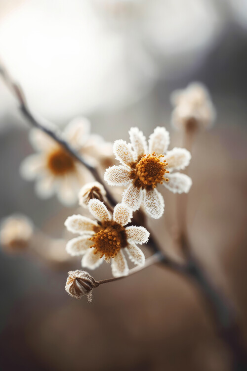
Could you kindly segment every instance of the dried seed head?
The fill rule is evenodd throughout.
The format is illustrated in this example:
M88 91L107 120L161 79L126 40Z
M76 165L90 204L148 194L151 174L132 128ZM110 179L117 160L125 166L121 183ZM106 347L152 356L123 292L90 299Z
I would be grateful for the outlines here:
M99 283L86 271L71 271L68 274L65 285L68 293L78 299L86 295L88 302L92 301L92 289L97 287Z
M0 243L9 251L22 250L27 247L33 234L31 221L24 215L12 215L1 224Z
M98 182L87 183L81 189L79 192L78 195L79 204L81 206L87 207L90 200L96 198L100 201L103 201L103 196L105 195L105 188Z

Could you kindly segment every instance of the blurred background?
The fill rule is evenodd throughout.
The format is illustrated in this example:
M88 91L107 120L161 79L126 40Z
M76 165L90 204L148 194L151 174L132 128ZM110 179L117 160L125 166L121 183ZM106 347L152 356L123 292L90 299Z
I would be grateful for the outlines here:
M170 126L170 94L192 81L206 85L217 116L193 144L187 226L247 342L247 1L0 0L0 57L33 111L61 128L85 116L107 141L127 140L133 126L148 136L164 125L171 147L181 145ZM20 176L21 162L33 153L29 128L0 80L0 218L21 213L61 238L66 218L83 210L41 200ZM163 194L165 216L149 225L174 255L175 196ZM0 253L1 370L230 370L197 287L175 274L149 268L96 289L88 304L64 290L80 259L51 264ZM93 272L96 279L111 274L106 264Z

## The problem
Give all the records again with "outlines" replaced by "shapes" everywhere and everything else unchanged. Leave the pictures out.

## Completed exercise
Could you kindly segment every instance of the dried seed head?
The fill rule is evenodd throughout.
The format is illustrated in this example:
M88 91L107 120L161 79L126 40Z
M76 165L90 204L148 194L151 174L132 128ZM110 179L117 160L125 166L121 183ZM106 347L152 356L123 292L90 299Z
I would be grateful for the shapes here:
M99 283L86 271L71 271L68 274L65 285L68 293L78 299L86 295L88 302L92 301L92 289L97 287Z
M0 243L9 251L22 250L27 247L33 234L31 221L24 215L12 215L1 224Z
M98 182L87 183L81 189L79 192L78 195L79 204L81 206L87 207L90 200L96 198L100 201L103 201L103 196L105 195L105 188Z

Could you kindly segment every instance of the blurred background?
The fill rule is evenodd throughout.
The format is illustrated in this example:
M88 91L107 120L161 79L126 40Z
M76 165L90 204L148 194L151 174L132 128ZM110 179L117 160L125 166L121 183ZM106 347L152 356L123 292L90 299Z
I would be grateful for the shapes here:
M170 126L170 94L192 81L206 85L217 116L193 144L187 226L247 342L247 1L0 0L0 57L33 111L61 128L85 116L107 141L127 140L133 126L148 136L164 125L171 147L181 145ZM20 176L21 162L33 153L29 128L0 80L0 218L21 213L61 238L66 218L83 210L41 200ZM163 194L165 216L149 225L174 255L175 196ZM0 253L1 370L230 370L197 287L175 274L149 268L96 289L88 304L64 290L80 259L51 264ZM93 272L96 279L111 274L106 264Z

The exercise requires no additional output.